- WRITTEN TASK: In the listing, locate the line containing "Class name: dark hair", then quote it and all following lines exactly. Omit pictures.

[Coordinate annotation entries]
++++++++++

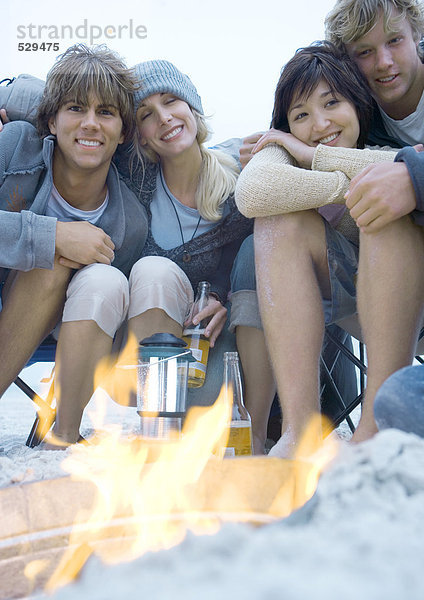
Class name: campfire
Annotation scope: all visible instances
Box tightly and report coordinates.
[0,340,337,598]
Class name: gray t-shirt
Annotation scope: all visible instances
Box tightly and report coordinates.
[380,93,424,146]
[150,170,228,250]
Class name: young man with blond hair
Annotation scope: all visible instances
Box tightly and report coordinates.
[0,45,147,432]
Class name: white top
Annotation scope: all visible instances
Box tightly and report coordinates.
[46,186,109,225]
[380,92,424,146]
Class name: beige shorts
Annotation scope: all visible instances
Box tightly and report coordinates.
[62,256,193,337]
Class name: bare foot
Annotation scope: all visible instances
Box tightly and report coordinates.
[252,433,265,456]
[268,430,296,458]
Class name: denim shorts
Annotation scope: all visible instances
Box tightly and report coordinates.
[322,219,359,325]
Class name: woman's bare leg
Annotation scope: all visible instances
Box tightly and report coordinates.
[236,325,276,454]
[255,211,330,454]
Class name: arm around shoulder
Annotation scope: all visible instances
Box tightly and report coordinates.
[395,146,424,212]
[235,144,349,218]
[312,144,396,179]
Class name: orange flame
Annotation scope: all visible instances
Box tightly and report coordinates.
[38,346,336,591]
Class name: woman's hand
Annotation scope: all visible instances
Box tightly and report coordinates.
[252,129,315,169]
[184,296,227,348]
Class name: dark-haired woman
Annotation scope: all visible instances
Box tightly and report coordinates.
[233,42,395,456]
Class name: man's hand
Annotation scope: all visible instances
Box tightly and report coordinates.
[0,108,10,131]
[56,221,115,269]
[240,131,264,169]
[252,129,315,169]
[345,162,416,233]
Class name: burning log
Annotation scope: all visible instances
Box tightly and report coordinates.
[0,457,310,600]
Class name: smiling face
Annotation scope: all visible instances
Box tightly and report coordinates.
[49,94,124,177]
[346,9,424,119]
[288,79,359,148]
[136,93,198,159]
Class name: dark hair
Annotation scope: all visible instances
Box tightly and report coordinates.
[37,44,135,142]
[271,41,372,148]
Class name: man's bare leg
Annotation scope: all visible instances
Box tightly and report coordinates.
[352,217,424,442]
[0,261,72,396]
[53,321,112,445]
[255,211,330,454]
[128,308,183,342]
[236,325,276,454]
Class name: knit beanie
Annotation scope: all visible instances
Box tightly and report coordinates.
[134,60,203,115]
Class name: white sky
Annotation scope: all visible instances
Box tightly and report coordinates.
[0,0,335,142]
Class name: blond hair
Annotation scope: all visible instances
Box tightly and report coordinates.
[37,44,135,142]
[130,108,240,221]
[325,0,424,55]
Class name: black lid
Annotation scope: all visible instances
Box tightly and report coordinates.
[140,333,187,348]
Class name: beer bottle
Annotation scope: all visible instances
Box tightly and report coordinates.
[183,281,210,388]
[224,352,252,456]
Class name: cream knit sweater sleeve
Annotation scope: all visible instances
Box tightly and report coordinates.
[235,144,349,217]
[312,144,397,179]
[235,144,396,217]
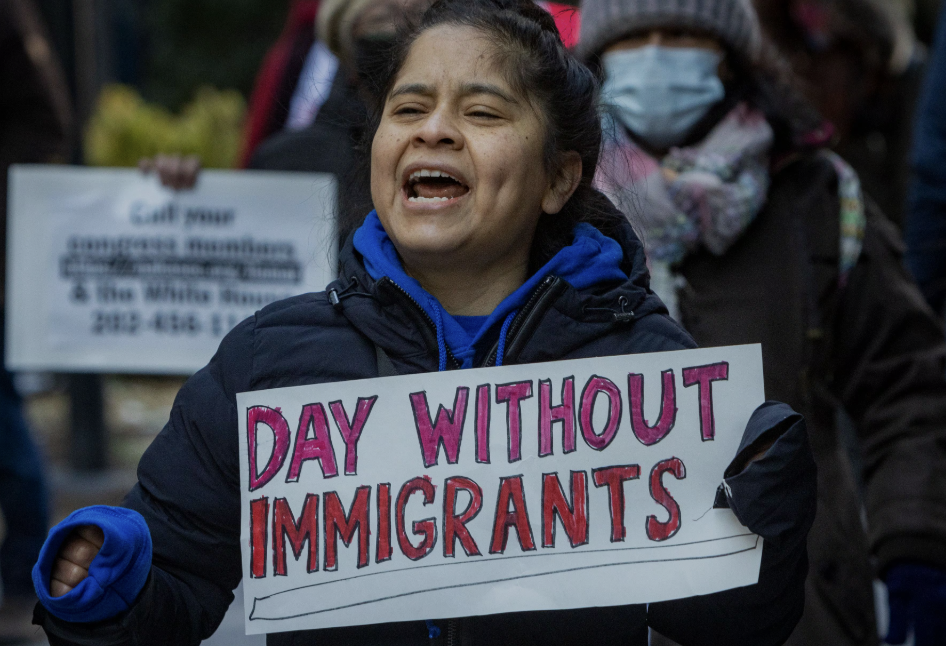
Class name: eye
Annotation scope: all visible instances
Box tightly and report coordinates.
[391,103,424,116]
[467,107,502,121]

++++++++++

- EXERCISE SOLUTION:
Class name: dark hair
Annotation scope: all visible instances
Box tightly and report coordinates.
[37,44,135,142]
[271,41,372,148]
Class name: man's bare leg
Annotation scope: all visible instances
Box tightly and report coordinates.
[352,217,424,442]
[0,261,72,396]
[53,321,112,445]
[255,211,330,454]
[128,308,183,342]
[236,325,276,454]
Class name: knit beanie
Annotation scope: all visible instances
Box tightly and report coordinates.
[134,60,203,115]
Class name: white sky
Annotation scope: all visible instances
Box tightly and report coordinates.
[0,0,335,142]
Class name: blond hair
Annotation scope: all visible instances
Box tightly and report coordinates.
[37,44,135,142]
[130,108,240,221]
[325,0,424,55]
Class name: black lid
Annotation scope: all visible instances
Box tightly and report coordinates.
[140,333,187,348]
Class name: beer bottle
Annotation scope: all visible instances
Box tightly and report coordinates.
[183,281,210,388]
[224,352,252,456]
Class name: cream knit sweater sleeve
Annotation scope: all visible instances
Box tightly and report coordinates.
[235,144,349,217]
[312,144,397,179]
[235,144,396,217]
Class name: eye
Annotation scope: all visible instances
Box tightly and report coordinates.
[391,103,424,116]
[467,107,502,121]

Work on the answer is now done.